Given task A. Summarize the mailing-list reply in two sentences.
Given task B. Transcribe the mailing-list reply, beginning at the words "In-Reply-To: <20211222093802.22357-2-vincent.guittot@linaro.org>" and stopping after the words "(LOAD_AVG_MAX - 1024)".

All of lore.kernel.org
 help / color / mirror / Atom feed
From: Dietmar Eggemann <dietmar.eggemann@arm.com>
To: Vincent Guittot <vincent.guittot@linaro.org>,
	mingo@redhat.com, peterz@infradead.org, juri.lelli@redhat.com,
	rostedt@goodmis.org, bsegall@google.com, mgorman@suse.de,
	bristot@redhat.com, linux-kernel@vger.kernel.org,
	rickyiu@google.com, odin@uged.al
Cc: sachinp@linux.vnet.ibm.com, naresh.kamboju@linaro.org
Subject: Re: [PATCH v2 1/3] sched/pelt: Don't sync hardly util_sum with uti_avg
Date: Tue, 4 Jan 2022 12:47:10 +0100	[thread overview]
Message-ID: <9e526482-905c-e759-8aa6-1ff84bb5b2a3@arm.com> (raw)
In-Reply-To: <20211222093802.22357-2-vincent.guittot@linaro.org>

On 22/12/2021 10:38, Vincent Guittot wrote:

s/util_sum with uti_avg/util_sum with util_avg

[...]

> +#define MIN_DIVIDER (LOAD_AVG_MAX - 1024)

Shouldn't this be in pelt.h?

Excerpted records.

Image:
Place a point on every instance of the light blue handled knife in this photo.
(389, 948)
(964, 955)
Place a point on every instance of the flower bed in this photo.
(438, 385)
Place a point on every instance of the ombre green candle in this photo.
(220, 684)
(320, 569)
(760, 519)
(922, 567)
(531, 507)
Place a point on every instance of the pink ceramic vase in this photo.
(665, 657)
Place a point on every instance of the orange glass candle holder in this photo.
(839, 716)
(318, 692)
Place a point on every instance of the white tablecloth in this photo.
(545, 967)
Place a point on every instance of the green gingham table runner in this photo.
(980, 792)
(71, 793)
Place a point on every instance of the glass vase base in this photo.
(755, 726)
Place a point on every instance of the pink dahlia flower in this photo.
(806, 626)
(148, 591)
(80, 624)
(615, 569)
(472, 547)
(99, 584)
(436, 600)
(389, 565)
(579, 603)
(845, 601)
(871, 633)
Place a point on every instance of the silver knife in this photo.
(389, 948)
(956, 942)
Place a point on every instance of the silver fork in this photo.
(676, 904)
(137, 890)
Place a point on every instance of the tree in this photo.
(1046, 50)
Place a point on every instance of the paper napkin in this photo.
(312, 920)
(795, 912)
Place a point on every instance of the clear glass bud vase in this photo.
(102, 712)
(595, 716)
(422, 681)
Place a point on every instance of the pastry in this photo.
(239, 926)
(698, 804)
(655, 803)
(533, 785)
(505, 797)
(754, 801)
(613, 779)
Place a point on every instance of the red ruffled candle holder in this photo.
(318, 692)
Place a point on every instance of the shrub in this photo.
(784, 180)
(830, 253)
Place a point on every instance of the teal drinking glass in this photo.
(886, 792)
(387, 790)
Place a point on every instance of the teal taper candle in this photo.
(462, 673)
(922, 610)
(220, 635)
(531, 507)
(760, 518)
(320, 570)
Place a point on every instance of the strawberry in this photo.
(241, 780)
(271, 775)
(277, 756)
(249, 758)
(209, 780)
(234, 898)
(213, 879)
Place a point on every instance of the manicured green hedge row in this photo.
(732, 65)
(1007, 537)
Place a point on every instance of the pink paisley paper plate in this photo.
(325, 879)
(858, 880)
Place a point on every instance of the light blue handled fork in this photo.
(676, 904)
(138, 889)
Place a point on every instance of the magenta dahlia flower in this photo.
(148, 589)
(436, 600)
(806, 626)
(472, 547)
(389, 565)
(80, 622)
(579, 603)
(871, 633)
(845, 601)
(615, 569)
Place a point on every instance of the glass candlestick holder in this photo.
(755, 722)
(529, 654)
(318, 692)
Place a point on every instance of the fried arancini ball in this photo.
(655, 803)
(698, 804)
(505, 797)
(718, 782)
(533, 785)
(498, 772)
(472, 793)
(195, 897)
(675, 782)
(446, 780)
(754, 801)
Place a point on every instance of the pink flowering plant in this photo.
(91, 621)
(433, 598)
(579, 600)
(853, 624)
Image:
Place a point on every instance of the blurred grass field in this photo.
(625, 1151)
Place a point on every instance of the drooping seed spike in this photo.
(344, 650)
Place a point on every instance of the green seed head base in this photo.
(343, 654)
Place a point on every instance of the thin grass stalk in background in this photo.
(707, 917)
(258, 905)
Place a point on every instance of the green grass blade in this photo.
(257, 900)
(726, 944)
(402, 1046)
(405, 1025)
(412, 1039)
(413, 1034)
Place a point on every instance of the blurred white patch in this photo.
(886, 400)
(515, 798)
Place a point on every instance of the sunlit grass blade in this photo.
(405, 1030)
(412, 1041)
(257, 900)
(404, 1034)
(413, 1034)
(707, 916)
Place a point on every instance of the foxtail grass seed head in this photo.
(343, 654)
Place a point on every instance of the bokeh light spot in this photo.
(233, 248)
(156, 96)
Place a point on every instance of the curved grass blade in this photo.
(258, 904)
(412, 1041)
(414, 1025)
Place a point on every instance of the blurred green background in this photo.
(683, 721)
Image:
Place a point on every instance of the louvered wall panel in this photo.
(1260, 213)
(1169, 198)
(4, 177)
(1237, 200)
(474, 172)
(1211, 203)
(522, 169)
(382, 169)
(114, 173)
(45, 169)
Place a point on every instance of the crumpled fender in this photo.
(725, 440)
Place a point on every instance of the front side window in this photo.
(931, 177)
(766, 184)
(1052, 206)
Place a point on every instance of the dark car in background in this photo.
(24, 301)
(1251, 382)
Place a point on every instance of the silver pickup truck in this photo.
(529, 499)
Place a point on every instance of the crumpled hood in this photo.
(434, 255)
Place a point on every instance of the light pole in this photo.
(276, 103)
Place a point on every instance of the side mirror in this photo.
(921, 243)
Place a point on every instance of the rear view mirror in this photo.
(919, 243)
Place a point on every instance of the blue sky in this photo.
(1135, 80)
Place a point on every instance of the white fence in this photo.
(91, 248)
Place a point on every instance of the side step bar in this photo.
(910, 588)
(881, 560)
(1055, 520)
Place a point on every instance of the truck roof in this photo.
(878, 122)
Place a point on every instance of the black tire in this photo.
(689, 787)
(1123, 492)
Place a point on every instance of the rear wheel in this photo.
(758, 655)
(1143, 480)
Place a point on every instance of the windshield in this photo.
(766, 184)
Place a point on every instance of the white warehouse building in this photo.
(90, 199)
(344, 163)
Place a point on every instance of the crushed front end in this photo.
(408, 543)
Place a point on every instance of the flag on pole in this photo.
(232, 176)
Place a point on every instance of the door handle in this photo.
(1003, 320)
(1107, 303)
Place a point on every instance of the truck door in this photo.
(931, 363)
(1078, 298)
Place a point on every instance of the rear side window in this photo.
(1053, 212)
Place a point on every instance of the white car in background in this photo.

Correct result A. Dietmar Eggemann replies on January 4, 2022, to Vincent Guittot's patch "sched/pelt: Don't sync hardly util_sum with uti_avg" and proposes changing "util_sum with uti_avg" to "util_sum with util_avg." He also asks whether the definition of MIN_DIVIDER as (LOAD_AVG_MAX - 1024) should be in pelt.h instead.

Correct result B.
In-Reply-To: <20211222093802.22357-2-vincent.guittot@linaro.org>

On 22/12/2021 10:38, Vincent Guittot wrote:

s/util_sum with uti_avg/util_sum with util_avg

[...]

> +#define MIN_DIVIDER (LOAD_AVG_MAX - 1024)